§ Exercise details
Tally the lines in the listing below that hold the string "concrete", and reply with that tally alone.

§ Data supplied
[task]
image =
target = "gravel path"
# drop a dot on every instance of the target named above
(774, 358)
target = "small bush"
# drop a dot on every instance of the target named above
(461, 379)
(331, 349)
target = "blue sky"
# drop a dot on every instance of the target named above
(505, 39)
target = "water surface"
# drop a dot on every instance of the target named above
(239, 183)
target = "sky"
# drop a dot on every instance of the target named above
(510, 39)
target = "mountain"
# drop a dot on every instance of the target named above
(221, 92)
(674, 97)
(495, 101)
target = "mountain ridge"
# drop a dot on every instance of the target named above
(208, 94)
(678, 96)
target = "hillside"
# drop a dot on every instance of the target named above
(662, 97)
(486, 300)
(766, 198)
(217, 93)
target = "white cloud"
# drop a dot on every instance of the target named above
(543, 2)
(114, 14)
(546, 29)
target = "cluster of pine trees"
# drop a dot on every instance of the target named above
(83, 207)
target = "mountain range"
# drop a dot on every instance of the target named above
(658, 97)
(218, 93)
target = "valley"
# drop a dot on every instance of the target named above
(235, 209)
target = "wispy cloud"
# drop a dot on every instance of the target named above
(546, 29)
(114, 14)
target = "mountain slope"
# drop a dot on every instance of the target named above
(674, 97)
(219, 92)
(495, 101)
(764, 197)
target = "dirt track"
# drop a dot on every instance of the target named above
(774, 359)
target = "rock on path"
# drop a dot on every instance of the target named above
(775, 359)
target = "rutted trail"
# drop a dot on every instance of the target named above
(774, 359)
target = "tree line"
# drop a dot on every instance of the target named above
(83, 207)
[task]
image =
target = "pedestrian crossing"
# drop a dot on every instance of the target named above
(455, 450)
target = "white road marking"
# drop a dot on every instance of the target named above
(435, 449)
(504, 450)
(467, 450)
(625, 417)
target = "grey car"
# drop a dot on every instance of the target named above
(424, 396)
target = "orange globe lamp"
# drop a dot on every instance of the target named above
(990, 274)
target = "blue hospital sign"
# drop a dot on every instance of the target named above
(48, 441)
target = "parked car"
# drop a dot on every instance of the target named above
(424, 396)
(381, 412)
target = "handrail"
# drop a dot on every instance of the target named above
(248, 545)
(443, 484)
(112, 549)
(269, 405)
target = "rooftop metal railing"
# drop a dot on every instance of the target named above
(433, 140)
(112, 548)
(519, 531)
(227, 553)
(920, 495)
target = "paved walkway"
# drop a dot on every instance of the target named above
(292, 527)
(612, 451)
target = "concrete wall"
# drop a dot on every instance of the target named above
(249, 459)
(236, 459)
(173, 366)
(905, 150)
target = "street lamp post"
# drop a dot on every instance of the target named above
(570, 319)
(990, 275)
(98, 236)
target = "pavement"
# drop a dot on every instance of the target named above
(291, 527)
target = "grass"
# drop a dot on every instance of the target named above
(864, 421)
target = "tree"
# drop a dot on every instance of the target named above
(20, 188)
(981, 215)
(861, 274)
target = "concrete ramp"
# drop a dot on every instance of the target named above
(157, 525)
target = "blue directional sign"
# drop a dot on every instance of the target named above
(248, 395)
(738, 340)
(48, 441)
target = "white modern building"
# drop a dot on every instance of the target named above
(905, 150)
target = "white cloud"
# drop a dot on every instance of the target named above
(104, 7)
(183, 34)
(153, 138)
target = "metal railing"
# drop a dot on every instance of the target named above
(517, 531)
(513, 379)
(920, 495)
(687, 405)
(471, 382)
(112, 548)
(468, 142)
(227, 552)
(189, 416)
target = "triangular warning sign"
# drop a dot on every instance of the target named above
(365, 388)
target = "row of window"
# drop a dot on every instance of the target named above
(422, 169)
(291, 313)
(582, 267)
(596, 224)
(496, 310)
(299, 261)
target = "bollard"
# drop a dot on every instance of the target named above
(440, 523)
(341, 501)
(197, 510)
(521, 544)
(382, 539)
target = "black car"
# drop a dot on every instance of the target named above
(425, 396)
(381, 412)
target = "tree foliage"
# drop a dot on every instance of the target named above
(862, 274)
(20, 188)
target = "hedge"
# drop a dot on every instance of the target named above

§ Answer space
2